Assignment —
The expected output is the exact lines from the one containing "Target: white gravel" through the end of the data, inclusive, and nothing else.

Saved entries:
━━━

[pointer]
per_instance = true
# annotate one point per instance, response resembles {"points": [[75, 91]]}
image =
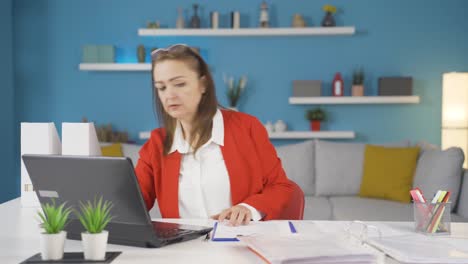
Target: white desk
{"points": [[19, 239]]}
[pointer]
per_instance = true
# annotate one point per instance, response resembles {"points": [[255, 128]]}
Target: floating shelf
{"points": [[308, 31], [293, 134], [414, 99], [311, 134], [115, 66]]}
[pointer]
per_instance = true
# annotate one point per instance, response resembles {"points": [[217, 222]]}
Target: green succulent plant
{"points": [[316, 114], [95, 215], [54, 217]]}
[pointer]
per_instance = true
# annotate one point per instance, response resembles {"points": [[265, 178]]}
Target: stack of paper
{"points": [[308, 249], [36, 138], [80, 139]]}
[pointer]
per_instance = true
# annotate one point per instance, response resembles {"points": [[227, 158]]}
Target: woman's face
{"points": [[179, 88]]}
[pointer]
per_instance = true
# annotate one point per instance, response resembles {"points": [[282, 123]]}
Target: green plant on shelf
{"points": [[54, 217], [95, 215]]}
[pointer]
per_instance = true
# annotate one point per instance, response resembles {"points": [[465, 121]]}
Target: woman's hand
{"points": [[237, 215]]}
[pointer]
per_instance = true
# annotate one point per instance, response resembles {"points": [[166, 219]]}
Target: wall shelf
{"points": [[228, 32], [311, 134], [293, 134], [115, 66], [414, 99]]}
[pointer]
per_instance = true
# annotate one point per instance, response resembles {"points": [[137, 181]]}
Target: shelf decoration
{"points": [[358, 83], [264, 18], [329, 20], [315, 116]]}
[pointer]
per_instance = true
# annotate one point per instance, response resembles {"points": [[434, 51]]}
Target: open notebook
{"points": [[308, 249], [407, 246], [357, 242]]}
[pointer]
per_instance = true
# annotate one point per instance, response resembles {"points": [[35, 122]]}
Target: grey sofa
{"points": [[330, 175]]}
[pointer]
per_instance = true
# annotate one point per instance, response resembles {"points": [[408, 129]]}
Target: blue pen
{"points": [[291, 226]]}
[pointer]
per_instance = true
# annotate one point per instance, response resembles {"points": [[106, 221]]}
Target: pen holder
{"points": [[432, 218]]}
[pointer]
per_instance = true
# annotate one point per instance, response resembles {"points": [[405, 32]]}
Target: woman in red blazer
{"points": [[184, 96]]}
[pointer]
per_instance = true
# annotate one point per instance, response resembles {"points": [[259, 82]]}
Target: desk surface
{"points": [[19, 239]]}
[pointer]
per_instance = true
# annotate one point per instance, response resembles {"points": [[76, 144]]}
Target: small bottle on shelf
{"points": [[338, 85]]}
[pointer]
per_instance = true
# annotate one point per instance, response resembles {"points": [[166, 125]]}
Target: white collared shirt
{"points": [[204, 187]]}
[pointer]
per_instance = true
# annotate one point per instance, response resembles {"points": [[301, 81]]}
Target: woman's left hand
{"points": [[237, 215]]}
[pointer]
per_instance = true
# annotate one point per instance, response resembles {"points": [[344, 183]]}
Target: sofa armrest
{"points": [[462, 209]]}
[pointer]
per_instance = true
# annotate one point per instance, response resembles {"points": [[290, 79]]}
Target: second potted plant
{"points": [[94, 217], [54, 218], [315, 116]]}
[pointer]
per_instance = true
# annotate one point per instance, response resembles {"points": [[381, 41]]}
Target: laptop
{"points": [[82, 178]]}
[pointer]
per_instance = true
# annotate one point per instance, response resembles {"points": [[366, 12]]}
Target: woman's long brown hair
{"points": [[203, 122]]}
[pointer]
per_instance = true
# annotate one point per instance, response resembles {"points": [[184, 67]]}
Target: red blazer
{"points": [[255, 171]]}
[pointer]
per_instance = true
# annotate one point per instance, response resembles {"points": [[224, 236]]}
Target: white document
{"points": [[36, 138], [401, 242], [308, 249], [224, 232], [80, 139]]}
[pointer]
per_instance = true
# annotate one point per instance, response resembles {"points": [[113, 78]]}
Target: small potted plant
{"points": [[234, 90], [328, 20], [315, 116], [94, 217], [358, 83], [54, 218]]}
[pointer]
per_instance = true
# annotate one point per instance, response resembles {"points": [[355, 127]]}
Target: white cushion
{"points": [[317, 208]]}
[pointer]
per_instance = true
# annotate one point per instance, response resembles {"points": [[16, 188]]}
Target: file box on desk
{"points": [[432, 218]]}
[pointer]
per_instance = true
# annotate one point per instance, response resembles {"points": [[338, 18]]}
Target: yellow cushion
{"points": [[113, 150], [388, 172]]}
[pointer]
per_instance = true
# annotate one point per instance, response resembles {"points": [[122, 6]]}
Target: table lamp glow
{"points": [[455, 111]]}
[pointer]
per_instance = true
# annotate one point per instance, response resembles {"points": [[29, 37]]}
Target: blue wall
{"points": [[9, 182], [418, 38]]}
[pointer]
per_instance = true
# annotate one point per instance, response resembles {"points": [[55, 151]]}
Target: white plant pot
{"points": [[52, 245], [94, 245]]}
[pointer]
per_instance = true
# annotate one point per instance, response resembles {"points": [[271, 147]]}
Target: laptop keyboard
{"points": [[172, 232], [169, 230]]}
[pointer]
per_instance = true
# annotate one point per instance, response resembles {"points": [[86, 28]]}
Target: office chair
{"points": [[295, 208]]}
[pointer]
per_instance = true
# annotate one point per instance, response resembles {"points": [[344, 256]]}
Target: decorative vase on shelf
{"points": [[338, 85], [357, 90], [280, 126], [298, 21], [269, 127], [264, 18], [315, 125], [180, 23], [358, 83], [328, 20], [141, 53], [195, 20]]}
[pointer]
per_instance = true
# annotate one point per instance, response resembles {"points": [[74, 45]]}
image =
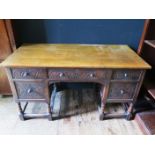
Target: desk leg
{"points": [[50, 112], [103, 95]]}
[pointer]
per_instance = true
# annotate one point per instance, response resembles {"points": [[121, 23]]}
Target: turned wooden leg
{"points": [[50, 112], [102, 108], [21, 113], [129, 113]]}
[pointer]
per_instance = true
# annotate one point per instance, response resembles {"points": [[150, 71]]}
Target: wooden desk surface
{"points": [[75, 56]]}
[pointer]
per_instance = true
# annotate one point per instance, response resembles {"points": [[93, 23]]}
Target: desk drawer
{"points": [[126, 75], [122, 90], [30, 90], [29, 73], [77, 74]]}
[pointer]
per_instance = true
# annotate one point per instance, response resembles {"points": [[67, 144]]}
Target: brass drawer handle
{"points": [[29, 90], [24, 74], [61, 74], [122, 92], [92, 75]]}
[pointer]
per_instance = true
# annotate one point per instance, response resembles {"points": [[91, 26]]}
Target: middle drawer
{"points": [[78, 74]]}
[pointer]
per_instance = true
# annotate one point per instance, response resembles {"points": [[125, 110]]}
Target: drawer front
{"points": [[126, 75], [77, 74], [121, 90], [32, 73], [30, 90]]}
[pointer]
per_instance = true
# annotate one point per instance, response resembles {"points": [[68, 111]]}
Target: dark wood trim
{"points": [[9, 30]]}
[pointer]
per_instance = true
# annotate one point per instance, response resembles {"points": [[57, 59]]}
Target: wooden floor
{"points": [[74, 116]]}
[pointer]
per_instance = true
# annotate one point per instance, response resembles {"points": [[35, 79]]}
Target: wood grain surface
{"points": [[75, 55]]}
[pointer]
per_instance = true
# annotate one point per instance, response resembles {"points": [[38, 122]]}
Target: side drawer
{"points": [[126, 75], [122, 90], [29, 73], [31, 90]]}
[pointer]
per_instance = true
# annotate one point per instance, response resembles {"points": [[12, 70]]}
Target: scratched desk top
{"points": [[75, 56]]}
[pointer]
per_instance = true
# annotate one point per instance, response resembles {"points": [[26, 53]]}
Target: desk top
{"points": [[75, 56]]}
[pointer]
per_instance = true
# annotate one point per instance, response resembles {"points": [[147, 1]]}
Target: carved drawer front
{"points": [[77, 74], [126, 75], [30, 90], [29, 73], [121, 90]]}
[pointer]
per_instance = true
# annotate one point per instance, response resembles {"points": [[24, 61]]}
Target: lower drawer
{"points": [[121, 91], [31, 90]]}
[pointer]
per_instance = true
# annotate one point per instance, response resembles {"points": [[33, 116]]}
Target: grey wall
{"points": [[79, 31]]}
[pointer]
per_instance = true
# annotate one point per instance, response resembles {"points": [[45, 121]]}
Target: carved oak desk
{"points": [[33, 68]]}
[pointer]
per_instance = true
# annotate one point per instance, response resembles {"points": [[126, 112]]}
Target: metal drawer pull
{"points": [[122, 92], [125, 75], [92, 75], [24, 74], [61, 74], [29, 90]]}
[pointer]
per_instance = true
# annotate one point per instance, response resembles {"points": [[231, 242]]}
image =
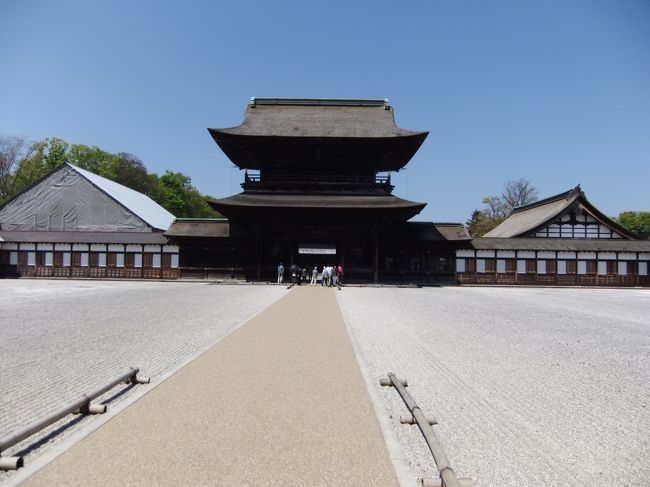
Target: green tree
{"points": [[180, 198], [498, 208], [13, 151], [636, 221], [45, 155]]}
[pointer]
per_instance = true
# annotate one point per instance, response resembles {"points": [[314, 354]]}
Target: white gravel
{"points": [[59, 339], [530, 386]]}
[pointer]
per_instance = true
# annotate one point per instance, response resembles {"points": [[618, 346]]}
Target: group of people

━━━

Response area —
Target: white gravel
{"points": [[59, 339], [530, 386]]}
[pointer]
per_instance = true
# annotate one point per instance, response resembles {"points": [[618, 346]]}
Target: group of people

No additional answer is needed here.